### EXERCISE:
Every record that follows should be written out word for word; the pictures stay out.
___ THE RECORDS
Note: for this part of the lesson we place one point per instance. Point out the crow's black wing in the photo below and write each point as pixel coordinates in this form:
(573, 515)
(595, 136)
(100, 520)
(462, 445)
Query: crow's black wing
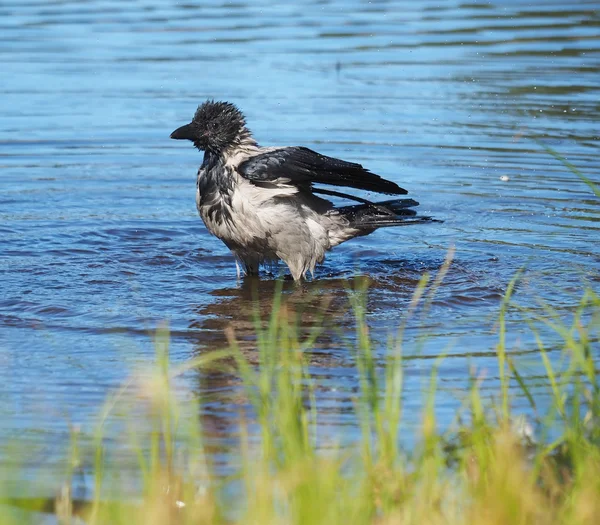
(300, 165)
______
### PROBLEM SOLUTION:
Note: for this part of the lesson we place one point per instance. Point out the crow's black wing in the photo below and write each point as pixel coordinates in this form:
(573, 515)
(595, 136)
(100, 520)
(462, 445)
Query: crow's black wing
(300, 165)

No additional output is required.